▶ WHAT YOU SHOULD DO: Retype only what runs from the line that contains "Task: where can the black trousers" through the last line of the listing below, both lines included.

▶ RECORDS FOR THE TASK:
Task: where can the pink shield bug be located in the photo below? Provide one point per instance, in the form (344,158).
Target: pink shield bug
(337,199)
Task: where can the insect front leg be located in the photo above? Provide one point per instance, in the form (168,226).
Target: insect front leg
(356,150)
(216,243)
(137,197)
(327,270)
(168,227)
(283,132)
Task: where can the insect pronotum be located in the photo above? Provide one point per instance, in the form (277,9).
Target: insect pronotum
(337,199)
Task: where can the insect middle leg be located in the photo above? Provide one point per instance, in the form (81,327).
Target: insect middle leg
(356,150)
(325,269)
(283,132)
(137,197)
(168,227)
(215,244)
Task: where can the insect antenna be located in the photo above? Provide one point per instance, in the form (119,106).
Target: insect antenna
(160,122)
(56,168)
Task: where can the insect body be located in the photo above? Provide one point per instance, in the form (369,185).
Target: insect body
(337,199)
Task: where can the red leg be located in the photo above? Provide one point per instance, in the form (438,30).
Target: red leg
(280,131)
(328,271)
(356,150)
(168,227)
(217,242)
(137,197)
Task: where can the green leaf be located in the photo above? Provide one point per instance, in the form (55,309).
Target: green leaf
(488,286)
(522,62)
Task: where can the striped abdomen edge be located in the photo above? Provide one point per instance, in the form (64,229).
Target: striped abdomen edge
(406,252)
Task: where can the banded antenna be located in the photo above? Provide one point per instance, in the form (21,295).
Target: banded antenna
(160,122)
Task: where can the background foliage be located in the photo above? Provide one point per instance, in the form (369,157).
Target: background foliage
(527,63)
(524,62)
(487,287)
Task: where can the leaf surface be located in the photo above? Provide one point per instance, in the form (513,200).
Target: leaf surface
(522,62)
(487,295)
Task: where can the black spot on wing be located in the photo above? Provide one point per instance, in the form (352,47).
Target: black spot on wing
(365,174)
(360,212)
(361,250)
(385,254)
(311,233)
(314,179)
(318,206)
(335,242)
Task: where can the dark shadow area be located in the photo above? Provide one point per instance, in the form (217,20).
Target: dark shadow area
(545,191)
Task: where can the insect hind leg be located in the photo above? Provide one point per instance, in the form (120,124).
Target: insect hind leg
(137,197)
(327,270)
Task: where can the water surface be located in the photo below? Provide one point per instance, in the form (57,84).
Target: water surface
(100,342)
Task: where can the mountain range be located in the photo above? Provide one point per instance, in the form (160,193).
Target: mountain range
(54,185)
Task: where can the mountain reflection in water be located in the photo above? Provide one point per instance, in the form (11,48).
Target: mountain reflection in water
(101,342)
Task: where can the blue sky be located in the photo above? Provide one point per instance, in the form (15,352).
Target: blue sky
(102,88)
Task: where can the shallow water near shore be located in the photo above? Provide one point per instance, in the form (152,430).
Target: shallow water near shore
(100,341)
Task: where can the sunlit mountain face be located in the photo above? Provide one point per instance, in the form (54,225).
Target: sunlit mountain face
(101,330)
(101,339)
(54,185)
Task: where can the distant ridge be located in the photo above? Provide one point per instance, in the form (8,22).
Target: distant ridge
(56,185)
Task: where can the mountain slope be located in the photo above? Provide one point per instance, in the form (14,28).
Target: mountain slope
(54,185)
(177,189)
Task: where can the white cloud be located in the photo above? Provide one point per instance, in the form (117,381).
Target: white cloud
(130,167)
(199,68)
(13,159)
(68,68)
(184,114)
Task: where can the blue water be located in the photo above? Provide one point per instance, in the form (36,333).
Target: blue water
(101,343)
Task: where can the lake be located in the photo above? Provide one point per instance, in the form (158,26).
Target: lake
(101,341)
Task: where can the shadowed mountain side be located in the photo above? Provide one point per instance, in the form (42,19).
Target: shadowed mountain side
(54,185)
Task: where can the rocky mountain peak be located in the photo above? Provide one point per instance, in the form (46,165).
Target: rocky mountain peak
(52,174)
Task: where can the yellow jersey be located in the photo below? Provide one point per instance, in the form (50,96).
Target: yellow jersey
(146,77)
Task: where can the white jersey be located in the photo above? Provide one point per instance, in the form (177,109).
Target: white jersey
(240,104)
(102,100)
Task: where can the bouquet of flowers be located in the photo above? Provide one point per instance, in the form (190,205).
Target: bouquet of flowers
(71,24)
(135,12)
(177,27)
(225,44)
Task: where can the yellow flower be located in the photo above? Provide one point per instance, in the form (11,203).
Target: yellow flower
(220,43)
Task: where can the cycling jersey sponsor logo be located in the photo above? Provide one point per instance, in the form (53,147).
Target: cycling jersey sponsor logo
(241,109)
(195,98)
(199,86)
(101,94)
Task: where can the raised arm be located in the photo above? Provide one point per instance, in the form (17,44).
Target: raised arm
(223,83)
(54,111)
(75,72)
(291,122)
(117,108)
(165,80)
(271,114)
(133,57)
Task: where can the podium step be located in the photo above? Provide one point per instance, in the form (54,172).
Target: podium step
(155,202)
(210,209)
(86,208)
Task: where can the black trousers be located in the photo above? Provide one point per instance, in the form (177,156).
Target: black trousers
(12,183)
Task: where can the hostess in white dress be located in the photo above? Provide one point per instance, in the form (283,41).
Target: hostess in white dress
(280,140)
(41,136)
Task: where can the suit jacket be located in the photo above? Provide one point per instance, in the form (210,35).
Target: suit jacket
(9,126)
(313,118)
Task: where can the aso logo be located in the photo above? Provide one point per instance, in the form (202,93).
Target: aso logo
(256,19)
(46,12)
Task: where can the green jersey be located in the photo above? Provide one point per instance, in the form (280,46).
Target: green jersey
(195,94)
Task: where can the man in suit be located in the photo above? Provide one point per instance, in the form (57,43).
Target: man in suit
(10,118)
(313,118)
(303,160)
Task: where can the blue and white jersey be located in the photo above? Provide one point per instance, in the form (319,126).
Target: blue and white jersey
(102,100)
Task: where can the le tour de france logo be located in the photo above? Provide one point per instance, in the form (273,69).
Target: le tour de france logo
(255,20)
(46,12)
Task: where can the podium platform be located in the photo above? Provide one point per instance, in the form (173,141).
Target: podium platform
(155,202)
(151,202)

▶ RESULT:
Task: where can the black trousers be located in the photo above? Provide one point per instance, in the form (177,156).
Target: black trousers
(12,183)
Task: where can the hostess in white dress be located in the photo above? Provide one point per instance, in the form (283,41).
Target: hostess in white dress
(280,140)
(41,136)
Task: where can the suit jacket be located in the photo above? Provide one point per instance, in the form (210,35).
Target: suit jacket
(9,126)
(313,118)
Task: where can the aso logo be located in the photo above? Provide one point per instance, in the form (202,93).
Target: aso logo
(256,19)
(46,12)
Task: where can the green jersey be located in the photo above? Provide one point per instance, in the form (280,46).
Target: green jersey
(195,94)
Task: where can the man in suit be located in the photo above? Provide one point per instance, in the form (57,43).
Target: man in suit
(10,118)
(313,118)
(303,160)
Task: where can the blue and white jersey be located in the photo above? Provide one point per instance, in the form (319,126).
Target: blue and white jersey
(102,100)
Task: where can the le tour de france logo be located in the photo above? Provide one point per instance, in the form (273,69).
Target: le tour de france logo
(255,20)
(46,12)
Task: where can the podium platform be located in the photo above? Provide one point per instance, in the form (173,141).
Target: podium platform
(155,202)
(151,202)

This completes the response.